Aim — Render every line of the records below as a Markdown table with two columns, Row and Line. Row holds the row number and Line holds the line's text, with blank lines omitted.
## Start
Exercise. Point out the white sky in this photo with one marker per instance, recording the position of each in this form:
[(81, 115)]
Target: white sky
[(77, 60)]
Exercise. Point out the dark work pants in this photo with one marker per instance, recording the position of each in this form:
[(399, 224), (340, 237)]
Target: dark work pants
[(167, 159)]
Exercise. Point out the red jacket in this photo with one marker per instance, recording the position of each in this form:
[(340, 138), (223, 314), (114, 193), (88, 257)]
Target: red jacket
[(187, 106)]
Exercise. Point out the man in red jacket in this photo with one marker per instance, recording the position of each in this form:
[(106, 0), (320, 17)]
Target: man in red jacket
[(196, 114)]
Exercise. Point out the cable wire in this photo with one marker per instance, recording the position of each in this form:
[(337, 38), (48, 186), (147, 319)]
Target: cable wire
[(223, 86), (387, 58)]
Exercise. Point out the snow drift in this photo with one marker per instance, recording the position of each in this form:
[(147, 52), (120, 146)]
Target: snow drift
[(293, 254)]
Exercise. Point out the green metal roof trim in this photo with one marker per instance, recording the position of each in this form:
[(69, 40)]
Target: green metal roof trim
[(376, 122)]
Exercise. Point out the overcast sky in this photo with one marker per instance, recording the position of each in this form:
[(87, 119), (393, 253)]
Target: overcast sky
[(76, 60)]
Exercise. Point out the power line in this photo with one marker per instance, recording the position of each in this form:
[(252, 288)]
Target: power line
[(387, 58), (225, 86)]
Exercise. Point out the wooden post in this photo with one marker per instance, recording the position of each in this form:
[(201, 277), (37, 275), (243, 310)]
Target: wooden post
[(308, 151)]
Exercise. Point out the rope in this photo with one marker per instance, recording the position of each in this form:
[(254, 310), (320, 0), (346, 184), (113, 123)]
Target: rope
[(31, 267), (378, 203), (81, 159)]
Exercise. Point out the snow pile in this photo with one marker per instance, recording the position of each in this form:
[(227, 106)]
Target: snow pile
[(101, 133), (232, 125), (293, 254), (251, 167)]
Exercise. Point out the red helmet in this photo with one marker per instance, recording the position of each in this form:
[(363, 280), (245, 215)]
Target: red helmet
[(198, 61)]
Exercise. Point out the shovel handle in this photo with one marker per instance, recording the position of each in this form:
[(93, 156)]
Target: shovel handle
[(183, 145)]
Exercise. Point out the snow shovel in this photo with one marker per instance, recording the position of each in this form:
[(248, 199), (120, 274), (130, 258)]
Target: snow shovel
## End
Full output —
| Row | Line |
|---|---|
| 1 | Exercise. Point out the white sky in this photo with one marker per instance, recording the position of each in this form: |
| 2 | [(81, 115)] |
| 3 | Target: white sky |
| 4 | [(77, 60)] |
| 5 | Exercise. Point out the dark work pants in this photo with one marker per instance, recording the position of each in this form: |
| 6 | [(399, 224), (340, 237)] |
| 7 | Target: dark work pants |
| 8 | [(167, 159)] |
| 9 | Exercise. Point out the red jacket in this photo with one marker per instance, recording the position of each in this form: |
| 10 | [(340, 138), (223, 314), (114, 193), (88, 257)] |
| 11 | Target: red jacket |
| 12 | [(187, 106)] |
| 13 | Exercise. Point out the man in red jacket in this photo with one marker per instance, recording the position of each in this form: |
| 14 | [(106, 0), (320, 17)] |
| 15 | Target: man in red jacket |
| 16 | [(196, 114)] |
| 17 | Exercise. Point out the cable wire in this photo with one marker per instance, recording the position of each in this form: |
| 18 | [(337, 38), (48, 186), (147, 319)] |
| 19 | Target: cable wire |
| 20 | [(223, 86), (387, 58)] |
| 21 | Exercise. Point out the snow drift in this photo with one marker per instance, recording the position of each in this form: |
| 22 | [(147, 52), (120, 146)] |
| 23 | Target: snow drift |
| 24 | [(293, 254)] |
| 25 | Exercise. Point out the green metal roof trim in this photo with one marker per instance, recording the position of each in this form: |
| 26 | [(69, 40)] |
| 27 | Target: green metal roof trim |
| 28 | [(376, 122)] |
| 29 | Exercise. Point out the overcast sky in this photo with one marker per instance, recording the position of each in this form: |
| 30 | [(87, 119), (393, 253)] |
| 31 | Target: overcast sky |
| 32 | [(76, 60)] |
| 33 | Exercise. Point out the power line in this photo with one marker per instance, recording the position of each in this form: |
| 34 | [(252, 288)] |
| 35 | Target: power line |
| 36 | [(387, 58), (225, 86)] |
| 37 | Exercise. Point out the wooden post in this photo with one marker per instance, recording the position of each in this form: |
| 38 | [(201, 277), (37, 275), (243, 310)] |
| 39 | Target: wooden post |
| 40 | [(308, 151)] |
| 41 | Exercise. Point out the rope in this photo with one marker per instance, recording the position of each in this form: |
| 42 | [(254, 310), (320, 0), (346, 184), (113, 123)] |
| 43 | Target: rope |
| 44 | [(31, 267), (378, 203), (81, 159)] |
| 45 | Exercise. Point out the snow pile in this photo with one marker per instance, recording the position of each in this form: |
| 46 | [(227, 106)] |
| 47 | Target: snow pile |
| 48 | [(101, 133), (232, 125), (293, 254), (251, 167)] |
| 49 | Exercise. Point out the red helmet in this photo with one marker per instance, recording the position of each in this form: |
| 50 | [(363, 280), (245, 215)] |
| 51 | Target: red helmet |
| 52 | [(198, 61)] |
| 53 | Exercise. Point out the shovel handle in this photo with one marker per instance, recording the position of each in this form: |
| 54 | [(93, 156)] |
| 55 | Target: shovel handle |
| 56 | [(183, 145)] |
| 57 | Exercise. Point out the snow shovel in this photo with one marker per instance, recording the position of each in this form: |
| 58 | [(248, 199), (120, 274), (130, 258)] |
| 59 | Target: snow shovel |